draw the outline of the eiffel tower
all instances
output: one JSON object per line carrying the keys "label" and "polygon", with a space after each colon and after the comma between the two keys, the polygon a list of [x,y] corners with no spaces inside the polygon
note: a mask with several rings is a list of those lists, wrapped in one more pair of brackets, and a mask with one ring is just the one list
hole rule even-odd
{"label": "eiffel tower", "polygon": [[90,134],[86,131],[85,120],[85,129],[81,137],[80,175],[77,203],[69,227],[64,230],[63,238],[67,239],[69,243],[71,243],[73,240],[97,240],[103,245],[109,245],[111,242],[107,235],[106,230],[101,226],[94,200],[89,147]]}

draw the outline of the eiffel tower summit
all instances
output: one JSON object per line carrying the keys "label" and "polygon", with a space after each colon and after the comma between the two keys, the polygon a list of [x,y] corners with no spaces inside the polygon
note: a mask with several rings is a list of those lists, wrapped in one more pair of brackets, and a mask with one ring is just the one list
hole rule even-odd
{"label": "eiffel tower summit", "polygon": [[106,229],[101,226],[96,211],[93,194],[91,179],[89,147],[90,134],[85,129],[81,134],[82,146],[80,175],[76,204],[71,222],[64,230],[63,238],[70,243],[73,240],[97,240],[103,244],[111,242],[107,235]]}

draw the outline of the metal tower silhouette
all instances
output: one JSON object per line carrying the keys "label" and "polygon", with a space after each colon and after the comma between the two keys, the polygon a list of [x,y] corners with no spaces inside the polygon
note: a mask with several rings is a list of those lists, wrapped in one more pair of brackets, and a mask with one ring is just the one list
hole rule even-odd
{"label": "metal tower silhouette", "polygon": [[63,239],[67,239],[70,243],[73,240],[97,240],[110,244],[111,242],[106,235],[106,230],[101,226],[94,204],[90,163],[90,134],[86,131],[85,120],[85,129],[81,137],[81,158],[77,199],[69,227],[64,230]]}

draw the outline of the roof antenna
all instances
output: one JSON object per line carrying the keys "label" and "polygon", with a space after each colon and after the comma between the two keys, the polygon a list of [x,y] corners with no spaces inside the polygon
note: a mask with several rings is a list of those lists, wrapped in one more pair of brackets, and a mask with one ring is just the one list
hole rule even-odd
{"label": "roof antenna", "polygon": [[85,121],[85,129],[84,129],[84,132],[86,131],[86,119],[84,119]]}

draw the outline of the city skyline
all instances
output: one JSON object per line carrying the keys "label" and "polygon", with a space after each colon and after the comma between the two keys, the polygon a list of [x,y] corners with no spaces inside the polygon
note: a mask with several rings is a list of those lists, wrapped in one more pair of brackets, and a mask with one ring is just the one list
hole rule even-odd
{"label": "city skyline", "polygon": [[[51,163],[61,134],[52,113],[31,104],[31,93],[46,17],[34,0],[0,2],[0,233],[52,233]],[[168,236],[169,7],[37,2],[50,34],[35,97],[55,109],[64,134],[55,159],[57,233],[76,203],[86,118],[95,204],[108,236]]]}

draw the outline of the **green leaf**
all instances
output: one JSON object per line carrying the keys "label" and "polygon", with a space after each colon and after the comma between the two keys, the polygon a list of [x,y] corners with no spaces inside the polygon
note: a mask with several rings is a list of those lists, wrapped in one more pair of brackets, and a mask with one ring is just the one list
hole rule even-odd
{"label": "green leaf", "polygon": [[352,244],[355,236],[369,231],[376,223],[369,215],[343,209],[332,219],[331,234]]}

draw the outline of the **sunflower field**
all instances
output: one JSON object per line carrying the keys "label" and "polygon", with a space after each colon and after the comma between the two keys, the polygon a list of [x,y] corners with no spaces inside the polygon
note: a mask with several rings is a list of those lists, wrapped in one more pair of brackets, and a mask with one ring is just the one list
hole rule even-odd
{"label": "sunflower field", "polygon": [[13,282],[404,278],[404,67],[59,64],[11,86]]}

☆ ☆ ☆ ☆

> _SHORT PROBLEM_: Can you retype every line of the listing above, unchanged?

> _FINAL RESULT_:
draw the outline of the eiffel tower
all instances
output: one JSON object per line carrying the keys "label" and "polygon", with a space after each colon and after the comma between the two keys, the polygon a list of [x,y] corners with no spaces inside the polygon
note: a mask with several rings is a list of those lists, wrapped in one more pair of brackets, and a mask with one ring is just the one list
hole rule even-odd
{"label": "eiffel tower", "polygon": [[90,134],[86,131],[85,120],[85,129],[81,137],[80,175],[77,203],[69,227],[64,230],[63,238],[67,239],[69,243],[71,243],[73,240],[97,240],[103,245],[109,245],[111,242],[107,235],[106,230],[101,226],[94,200],[89,147]]}

draw the outline of the eiffel tower summit
all instances
output: one JSON object per line carrying the keys "label" and "polygon", with a space after each colon and after the comma between the two keys, the polygon a list of [x,y] corners with no spaces inside the polygon
note: a mask with several rings is a list of those lists, wrapped in one more pair of brackets, and a mask with one ring is just the one list
hole rule even-odd
{"label": "eiffel tower summit", "polygon": [[106,229],[101,226],[96,211],[93,194],[91,179],[89,147],[90,134],[85,129],[81,134],[82,146],[80,175],[76,204],[71,222],[64,230],[63,238],[70,243],[73,240],[97,240],[103,244],[111,242],[107,235]]}

draw the outline of the metal tower silhouette
all instances
output: one JSON object per line carrying the keys "label" and "polygon", with a space after each colon and after the comma between the two keys, the polygon a list of [x,y] corners with no spaces inside the polygon
note: a mask with several rings is a list of those lists, wrapped in one more pair of brackets, and a mask with one ring is just the one list
hole rule even-odd
{"label": "metal tower silhouette", "polygon": [[63,239],[67,239],[70,243],[73,240],[97,240],[110,244],[111,242],[106,235],[106,230],[101,226],[94,204],[90,163],[90,134],[86,131],[85,120],[85,129],[81,137],[81,158],[77,199],[69,227],[64,230]]}

draw the outline of the roof antenna
all instances
output: one JSON object per line carrying the keys "label" and "polygon", with a space after each colon and after the comma between the two keys, the polygon a list of [x,y] corners with no spaces inside the polygon
note: a mask with several rings is a list of those lists, wrapped in one more pair of brackets, and a mask with one ring is just the one list
hole rule even-odd
{"label": "roof antenna", "polygon": [[85,121],[85,129],[84,129],[84,132],[86,131],[86,119],[84,119]]}

draw the outline of the city skyline
all instances
output: one JSON object per line carrying the keys "label" and "polygon", with a space after each colon and after the comma between the two keys, the polygon a list of [x,y] corners with no spaces inside the polygon
note: a mask with several rings is a list of those lists, wrapped in one more pair of brackets, and a mask with one ring is just the one list
hole rule even-odd
{"label": "city skyline", "polygon": [[[51,163],[61,134],[52,113],[31,104],[31,93],[46,17],[34,0],[0,2],[0,233],[52,233]],[[168,236],[169,7],[37,2],[50,34],[35,97],[55,109],[64,134],[55,159],[57,233],[76,203],[86,118],[95,204],[108,236]]]}

draw the outline of the **green leaf**
all instances
output: one JSON object per line carrying the keys "label" and "polygon", with a space after each colon and after the comma between the two keys, the polygon a list of [x,y] corners with no spaces inside the polygon
note: a mask with several rings is a list of those lists, wrapped in one more pair of brackets, and a mask with one ring is just the one list
hole rule even-odd
{"label": "green leaf", "polygon": [[352,244],[355,236],[369,231],[376,223],[369,215],[343,209],[332,219],[331,234]]}

draw the outline of the **sunflower field**
all instances
output: one JSON object per line carrying the keys "label" and "polygon", with a space after each colon and after the comma between the two keys, the polygon a list of [x,y] corners with no spaces inside the polygon
note: a mask with several rings is a list of those lists, wrapped in one more pair of brackets, and a mask with one ring is just the one list
hole rule even-odd
{"label": "sunflower field", "polygon": [[13,282],[404,278],[404,67],[59,64],[11,86]]}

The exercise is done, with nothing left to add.